Objective:
In the comment thread, which commenters have a numbered header, and what number and time does each header give?

Text segment:
..........
And, Ben W, I totally agree that if you really want to be married, being intentional is usually much more effective than passivity (for guys & gals). I'm not sure I want marriage enough to be really intentional but that's a whole different story...
27. IMO said the following at 6:06 PM on Jul 16:
George--
I'm so sorry about your experience! Yikes! I wouldn't want anybody to date somebody as lame as the person you dated. "Lame" in the sense that she obviously didn't have strong biblical convictions or a strong biblical foundation to begin with.
I also don't encourage others to date "less godly" people per se. But from my own personal experience....I dated a guy who, after we broke up, told me how the Lord, through me, has re-sparked his passion for God and he truly started growing in his relationship with the Lord. Then the other example is my husband. He recommitted his life to the Lord during our relationship. He has been growing and becoming such a godly man and husband...
Back to this girl...you know, maybe she really walked away from the Lord during your relationship...but maybe she is now back on track. Or maybe she will be in the future. You don't know what the Holy Spirit can do in her life if she really is a Christian. And perhaps when she looks back on her relationship with you and how it fails, she will be convicted and drive closer to the Lord. Anyway I'm just rambling with a scenario...
Basically the Lord could still have used your relationship for His glory. And you might not see the fruit of it...
I hope I make sense, and not come off offensive! If so, let me know.
28. xeres said the following at 8:01 PM on Jul 16:
kit and Ben W,
I agree with alot of what you guys said. I hate the fact that people think that they shound not play a part in finding a spouse, using the Jesus-block card. However, patience and prudence should never ever be toss aside when pursuing a spouse, no exceptions. Otherwise, you will put yourself and everyone else in great grief.
On the side note, if I have to choose between meeting singles at an online dating service or a nightclub, I will choose the nightclub over online dating service everytime. I don't care how "safe" dating services are, people have different connotations and ideas of statements such as "I want an honest, nice, down-to-earth person to go out with". As other commentors had mentioned, people are really complaining that no one who they think they would be interested in/into is asking them out on a date
29. R said the following at 8:18 PM on Jul 16:
a sister (#16),
Yes, waiting is hard and there could be many good reasons for why were are still single. I think that if we do the best to overcome our shortcomings then we have fulfilled much of responsibility in the matter, while we look to God's sovereign hand in the matter.
..........
Data lines:
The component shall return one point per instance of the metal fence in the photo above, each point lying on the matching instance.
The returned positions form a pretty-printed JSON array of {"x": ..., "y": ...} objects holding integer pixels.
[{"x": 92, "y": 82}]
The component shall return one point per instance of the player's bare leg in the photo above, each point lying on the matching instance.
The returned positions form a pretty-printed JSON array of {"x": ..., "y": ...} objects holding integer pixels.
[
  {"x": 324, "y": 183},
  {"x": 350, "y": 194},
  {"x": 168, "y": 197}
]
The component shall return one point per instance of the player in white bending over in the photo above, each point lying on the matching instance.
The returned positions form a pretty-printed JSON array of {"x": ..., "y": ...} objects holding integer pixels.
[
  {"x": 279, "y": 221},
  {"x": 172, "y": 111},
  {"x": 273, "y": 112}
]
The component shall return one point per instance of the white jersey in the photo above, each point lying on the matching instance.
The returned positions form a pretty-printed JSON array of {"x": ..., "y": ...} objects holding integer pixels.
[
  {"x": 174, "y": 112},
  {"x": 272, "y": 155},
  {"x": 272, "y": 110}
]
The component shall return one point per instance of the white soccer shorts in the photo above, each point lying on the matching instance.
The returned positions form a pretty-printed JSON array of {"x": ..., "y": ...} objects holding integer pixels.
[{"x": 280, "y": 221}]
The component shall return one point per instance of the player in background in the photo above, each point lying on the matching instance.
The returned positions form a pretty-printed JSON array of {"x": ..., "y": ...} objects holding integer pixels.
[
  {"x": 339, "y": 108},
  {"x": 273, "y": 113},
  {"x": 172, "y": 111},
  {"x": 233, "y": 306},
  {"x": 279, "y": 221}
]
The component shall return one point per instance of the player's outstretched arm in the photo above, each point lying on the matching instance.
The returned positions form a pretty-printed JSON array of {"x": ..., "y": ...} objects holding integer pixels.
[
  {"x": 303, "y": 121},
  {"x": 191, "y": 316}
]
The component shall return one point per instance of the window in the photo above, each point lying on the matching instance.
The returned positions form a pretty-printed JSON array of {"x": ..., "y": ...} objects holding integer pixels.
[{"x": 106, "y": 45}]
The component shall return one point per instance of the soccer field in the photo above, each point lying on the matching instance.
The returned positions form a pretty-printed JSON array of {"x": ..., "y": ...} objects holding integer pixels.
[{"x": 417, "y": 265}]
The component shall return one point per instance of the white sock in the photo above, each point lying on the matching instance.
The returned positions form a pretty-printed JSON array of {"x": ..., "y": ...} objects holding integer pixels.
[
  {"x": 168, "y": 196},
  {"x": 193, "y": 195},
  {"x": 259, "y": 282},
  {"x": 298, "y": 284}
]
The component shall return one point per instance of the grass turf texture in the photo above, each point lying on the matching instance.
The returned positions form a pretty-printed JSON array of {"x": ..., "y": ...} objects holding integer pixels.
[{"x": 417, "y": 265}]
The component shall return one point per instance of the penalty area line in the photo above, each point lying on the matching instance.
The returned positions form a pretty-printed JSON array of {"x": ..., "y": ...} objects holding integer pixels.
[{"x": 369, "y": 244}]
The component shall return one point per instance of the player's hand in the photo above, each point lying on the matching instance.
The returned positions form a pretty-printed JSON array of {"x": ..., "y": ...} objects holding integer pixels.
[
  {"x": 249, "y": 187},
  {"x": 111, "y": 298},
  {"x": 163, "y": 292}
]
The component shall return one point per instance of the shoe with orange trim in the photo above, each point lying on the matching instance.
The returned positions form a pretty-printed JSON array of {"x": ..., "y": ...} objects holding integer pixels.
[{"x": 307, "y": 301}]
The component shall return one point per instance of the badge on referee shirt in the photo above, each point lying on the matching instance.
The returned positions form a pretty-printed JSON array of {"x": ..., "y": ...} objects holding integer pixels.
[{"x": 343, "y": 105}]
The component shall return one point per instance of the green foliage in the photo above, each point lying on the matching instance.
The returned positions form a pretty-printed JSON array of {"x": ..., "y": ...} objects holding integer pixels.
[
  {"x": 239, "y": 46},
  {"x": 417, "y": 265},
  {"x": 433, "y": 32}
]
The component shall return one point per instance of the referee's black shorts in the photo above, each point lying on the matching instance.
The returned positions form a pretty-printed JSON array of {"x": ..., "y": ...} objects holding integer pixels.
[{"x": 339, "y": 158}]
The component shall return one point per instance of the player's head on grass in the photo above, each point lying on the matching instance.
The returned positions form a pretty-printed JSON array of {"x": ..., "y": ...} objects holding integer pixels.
..........
The result:
- 27: IMO, 6:06 PM on Jul 16
- 28: xeres, 8:01 PM on Jul 16
- 29: R, 8:18 PM on Jul 16